When bad things happen to us which we think we don’t deserve, we often find ourselves saying, “Why me?”

It’s really more of a statement than a question. Why me? Life isn’t fair. When the basement floods, when the cat throws up on the living room carpet, when you’re late for a job interview and the Eisenhower is a parking lot because of an accident, bad things happen to good people.

Life isn’t fair, and we’re doing an injustice to our children if we teach them to believe “it’s all good.” The lament “Why me?” is the legitimate cry of victims of life’s injustices. The families of the nine people killed in a Bible study group at Emmanuel AME Church in Charleston know the pain of the unfairness of life. So do hundreds of thousands of Syrian refugees and the people of France who welcomed thousands of them with open arms. They have a right to cry out, “Why me!?”

The victim side of “why me” is part of honest living in a fallen world. Sometimes, to put it in the vernacular, life sucks.

But there’s another side of “why me,” which is important to keep in mind as we prepare for our Thanksgiving celebrations, and it goes like this: Have you ever had the experience of kind of floating above yourself and looking down — in my case, at this 5-foot-7, balding, 68-year-old guy with blue eyes — and marveling at the sheer fact that you exist?

Especially when it could have been so otherwise. Why me? Why do I exist? In this body, in this family, with this job, in this country? Why me? It could have been so otherwise. I could have never been born or I could have been born in Syria.

If one side of “why me” is the victim side, the other side is the abundance side, pressed down and shaken together abundant life. So your basement floods and you moan like a victim “why me” and then you volunteer at the homeless shelter and humbly say, “Why me, why do I have it so good?” Sometimes life isn’t fair in the sense that we receive a whole lot more than we deserve.

The last time I helped serve a meal at the emergency shelter, I talked to Amy Morton, the volunteer site captain. When I asked her how working at the shelter changes her perspective on life, she replied, “There are a lot of people here at the shelter who had everything going their way, and they became homeless. For me it’s ‘there but for the grace of God go I.’ It makes me grateful for my safety net, grateful for my family and all the connections I have.”

Phil Jimenez talked about the abundance side of “why me” by saying that he is where he is in life because of the randomness of “genetics and geography.” That is, he is who he is because of genetics — being born with a certain set of genes that determine IQ, physical attributes, skin color — and because of geography — being born in a country where he was able to go to college instead of running for his life from a country descending into chaos. When he started his new job as the director of the Y, he shook his head and said it could have been so otherwise. His parents were immigrants from Mexico. “Why me?” for Jimenez, is a cry of gratitude.

Life is unfair, in a bad way and in a good way. We have some control over what happens to us as we go through our three score and 10 — 70 years if we’re lucky — and there is a lot that we don’t deserve, for good and for ill.

If you want to get your head straight regarding this “why me” business, spend a few hours at the Progress Center for Independent Living. Horacio, the director, is blind. Larry, who works as an advocate, is in a wheelchair and his speech is even harder to understand than mine. Sara is kept alive by a portable breathing machine attached to her wheelchair.

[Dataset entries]
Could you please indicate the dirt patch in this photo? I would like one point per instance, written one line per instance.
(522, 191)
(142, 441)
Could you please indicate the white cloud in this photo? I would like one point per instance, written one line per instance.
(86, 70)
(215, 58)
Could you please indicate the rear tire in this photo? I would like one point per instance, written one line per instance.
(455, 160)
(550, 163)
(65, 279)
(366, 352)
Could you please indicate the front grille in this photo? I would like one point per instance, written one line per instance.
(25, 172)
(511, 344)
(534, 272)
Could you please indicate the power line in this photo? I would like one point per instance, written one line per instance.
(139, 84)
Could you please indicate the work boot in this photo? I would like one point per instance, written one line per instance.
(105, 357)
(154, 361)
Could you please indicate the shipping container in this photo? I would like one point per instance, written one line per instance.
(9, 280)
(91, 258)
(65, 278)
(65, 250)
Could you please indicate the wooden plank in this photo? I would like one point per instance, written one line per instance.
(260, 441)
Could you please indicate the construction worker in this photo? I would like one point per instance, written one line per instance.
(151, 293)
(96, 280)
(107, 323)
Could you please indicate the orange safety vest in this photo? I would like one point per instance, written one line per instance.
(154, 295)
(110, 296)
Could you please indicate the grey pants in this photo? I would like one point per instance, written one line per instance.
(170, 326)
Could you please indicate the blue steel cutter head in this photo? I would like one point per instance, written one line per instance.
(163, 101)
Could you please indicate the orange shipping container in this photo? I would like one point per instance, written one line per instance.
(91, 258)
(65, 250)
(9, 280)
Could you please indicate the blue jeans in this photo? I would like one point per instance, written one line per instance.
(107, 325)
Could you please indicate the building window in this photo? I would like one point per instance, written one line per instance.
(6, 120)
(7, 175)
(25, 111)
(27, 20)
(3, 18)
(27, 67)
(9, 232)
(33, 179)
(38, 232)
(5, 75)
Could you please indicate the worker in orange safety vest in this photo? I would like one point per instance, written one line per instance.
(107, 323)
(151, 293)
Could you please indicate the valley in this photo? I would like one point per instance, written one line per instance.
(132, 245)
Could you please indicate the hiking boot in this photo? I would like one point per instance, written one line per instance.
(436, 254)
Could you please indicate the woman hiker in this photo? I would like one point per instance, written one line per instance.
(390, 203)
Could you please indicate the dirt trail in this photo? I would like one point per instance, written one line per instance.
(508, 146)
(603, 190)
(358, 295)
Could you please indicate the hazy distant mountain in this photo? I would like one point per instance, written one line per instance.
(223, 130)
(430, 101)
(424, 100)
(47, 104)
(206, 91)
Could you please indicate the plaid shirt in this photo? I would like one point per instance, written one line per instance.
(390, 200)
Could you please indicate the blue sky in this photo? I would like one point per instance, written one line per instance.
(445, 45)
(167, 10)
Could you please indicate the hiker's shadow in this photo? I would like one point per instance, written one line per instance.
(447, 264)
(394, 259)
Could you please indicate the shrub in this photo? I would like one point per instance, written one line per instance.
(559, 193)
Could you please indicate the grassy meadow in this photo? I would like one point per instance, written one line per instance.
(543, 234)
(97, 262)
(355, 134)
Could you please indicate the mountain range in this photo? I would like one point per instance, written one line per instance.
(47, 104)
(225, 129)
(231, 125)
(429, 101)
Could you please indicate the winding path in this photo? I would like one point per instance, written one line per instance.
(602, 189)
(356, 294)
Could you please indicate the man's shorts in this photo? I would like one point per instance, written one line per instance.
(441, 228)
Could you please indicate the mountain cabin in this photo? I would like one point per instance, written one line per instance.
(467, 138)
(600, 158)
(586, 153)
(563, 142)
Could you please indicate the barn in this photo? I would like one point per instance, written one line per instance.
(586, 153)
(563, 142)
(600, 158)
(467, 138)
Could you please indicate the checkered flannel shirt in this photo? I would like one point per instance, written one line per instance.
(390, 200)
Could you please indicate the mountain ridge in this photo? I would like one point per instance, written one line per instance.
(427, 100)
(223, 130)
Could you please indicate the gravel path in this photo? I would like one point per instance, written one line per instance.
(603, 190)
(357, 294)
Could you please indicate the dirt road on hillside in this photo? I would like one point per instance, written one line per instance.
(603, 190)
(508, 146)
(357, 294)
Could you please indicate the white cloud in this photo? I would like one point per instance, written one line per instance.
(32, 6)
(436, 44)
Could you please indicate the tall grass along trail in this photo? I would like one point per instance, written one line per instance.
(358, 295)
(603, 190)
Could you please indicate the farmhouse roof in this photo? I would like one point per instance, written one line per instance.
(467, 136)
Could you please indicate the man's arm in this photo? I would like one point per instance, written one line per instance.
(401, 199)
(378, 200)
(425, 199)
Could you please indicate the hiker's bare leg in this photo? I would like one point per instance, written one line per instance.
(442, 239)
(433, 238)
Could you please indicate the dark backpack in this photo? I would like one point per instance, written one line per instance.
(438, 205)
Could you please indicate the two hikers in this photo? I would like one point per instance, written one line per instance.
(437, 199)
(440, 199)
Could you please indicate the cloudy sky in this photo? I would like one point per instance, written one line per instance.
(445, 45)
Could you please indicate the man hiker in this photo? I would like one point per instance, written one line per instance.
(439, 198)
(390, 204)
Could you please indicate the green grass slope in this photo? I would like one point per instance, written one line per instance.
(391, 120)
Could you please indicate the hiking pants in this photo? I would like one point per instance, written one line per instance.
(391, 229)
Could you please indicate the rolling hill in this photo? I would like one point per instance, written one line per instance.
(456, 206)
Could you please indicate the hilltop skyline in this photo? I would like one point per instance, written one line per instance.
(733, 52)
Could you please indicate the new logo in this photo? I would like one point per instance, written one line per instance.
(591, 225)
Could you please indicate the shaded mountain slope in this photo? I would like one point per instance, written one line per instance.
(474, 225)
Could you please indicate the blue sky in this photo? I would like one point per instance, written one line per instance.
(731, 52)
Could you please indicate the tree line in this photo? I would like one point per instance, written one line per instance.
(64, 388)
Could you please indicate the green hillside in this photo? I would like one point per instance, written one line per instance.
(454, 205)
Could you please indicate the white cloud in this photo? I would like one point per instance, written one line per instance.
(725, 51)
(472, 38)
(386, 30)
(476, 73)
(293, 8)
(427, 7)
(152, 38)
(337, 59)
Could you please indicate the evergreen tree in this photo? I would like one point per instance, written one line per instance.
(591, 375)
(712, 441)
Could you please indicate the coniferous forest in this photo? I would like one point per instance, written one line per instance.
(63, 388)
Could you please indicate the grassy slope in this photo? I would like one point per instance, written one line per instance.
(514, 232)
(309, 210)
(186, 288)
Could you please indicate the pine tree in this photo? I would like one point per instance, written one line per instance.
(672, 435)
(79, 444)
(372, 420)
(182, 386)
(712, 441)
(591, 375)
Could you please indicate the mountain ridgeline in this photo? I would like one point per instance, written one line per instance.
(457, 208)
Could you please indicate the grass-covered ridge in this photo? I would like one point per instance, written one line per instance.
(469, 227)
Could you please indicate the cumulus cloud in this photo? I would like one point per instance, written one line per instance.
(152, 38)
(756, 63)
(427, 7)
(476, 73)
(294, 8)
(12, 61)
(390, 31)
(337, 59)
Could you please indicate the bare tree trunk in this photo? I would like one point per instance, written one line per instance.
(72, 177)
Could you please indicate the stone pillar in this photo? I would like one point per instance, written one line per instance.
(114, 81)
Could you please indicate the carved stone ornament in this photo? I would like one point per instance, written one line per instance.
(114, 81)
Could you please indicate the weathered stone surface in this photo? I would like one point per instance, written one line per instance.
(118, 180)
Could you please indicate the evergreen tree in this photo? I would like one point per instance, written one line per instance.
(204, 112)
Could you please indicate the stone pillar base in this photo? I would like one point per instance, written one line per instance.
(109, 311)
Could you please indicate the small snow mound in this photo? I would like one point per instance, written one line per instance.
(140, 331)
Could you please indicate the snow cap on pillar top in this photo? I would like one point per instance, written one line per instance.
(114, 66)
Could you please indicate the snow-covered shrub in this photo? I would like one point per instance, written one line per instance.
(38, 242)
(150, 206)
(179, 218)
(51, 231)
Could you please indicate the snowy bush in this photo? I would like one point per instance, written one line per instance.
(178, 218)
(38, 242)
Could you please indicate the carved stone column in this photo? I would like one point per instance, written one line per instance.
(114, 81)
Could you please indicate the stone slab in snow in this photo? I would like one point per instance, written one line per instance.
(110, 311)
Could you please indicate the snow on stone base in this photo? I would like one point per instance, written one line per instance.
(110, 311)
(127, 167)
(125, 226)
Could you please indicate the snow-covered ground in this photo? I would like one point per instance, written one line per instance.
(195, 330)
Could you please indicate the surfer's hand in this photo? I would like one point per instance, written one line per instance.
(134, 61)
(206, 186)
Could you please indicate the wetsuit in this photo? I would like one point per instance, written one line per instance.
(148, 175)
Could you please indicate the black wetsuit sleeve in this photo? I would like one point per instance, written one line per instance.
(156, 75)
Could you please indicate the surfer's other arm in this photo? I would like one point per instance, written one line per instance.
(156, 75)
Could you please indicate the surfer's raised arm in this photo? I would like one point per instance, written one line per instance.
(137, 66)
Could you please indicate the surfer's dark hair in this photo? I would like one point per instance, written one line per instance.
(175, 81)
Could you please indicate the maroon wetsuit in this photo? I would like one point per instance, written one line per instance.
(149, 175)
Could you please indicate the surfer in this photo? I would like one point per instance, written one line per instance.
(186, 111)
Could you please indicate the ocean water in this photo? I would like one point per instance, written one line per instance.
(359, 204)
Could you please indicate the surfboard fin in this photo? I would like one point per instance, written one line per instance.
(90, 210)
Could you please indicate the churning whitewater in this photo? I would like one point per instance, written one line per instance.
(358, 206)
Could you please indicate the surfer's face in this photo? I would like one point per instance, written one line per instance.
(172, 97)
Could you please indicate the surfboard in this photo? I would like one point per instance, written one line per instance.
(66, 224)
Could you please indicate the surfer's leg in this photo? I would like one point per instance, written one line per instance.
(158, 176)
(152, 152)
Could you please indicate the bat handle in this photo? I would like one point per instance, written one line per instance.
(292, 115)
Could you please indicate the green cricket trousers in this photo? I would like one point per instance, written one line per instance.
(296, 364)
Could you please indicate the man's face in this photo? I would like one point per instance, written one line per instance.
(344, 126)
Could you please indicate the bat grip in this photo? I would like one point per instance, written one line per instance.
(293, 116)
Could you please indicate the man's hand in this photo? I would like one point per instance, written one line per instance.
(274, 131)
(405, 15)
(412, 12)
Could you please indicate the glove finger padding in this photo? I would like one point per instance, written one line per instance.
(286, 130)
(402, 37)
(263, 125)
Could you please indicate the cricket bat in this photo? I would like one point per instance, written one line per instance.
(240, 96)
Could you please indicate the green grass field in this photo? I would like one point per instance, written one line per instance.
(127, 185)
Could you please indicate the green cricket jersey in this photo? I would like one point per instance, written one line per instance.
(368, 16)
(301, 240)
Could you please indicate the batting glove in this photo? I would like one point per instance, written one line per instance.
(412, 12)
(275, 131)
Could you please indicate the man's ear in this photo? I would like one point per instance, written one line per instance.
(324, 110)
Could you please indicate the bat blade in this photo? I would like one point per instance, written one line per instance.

**WHAT YOU ARE ASKED TO DO**:
From the piece about asking "Why me?", copy the passage word for word, beginning at "Especially when it" and stopping after "born in Syria.".

**ANSWER SPACE**:
Especially when it could have been so otherwise. Why me? Why do I exist? In this body, in this family, with this job, in this country? Why me? It could have been so otherwise. I could have never been born or I could have been born in Syria.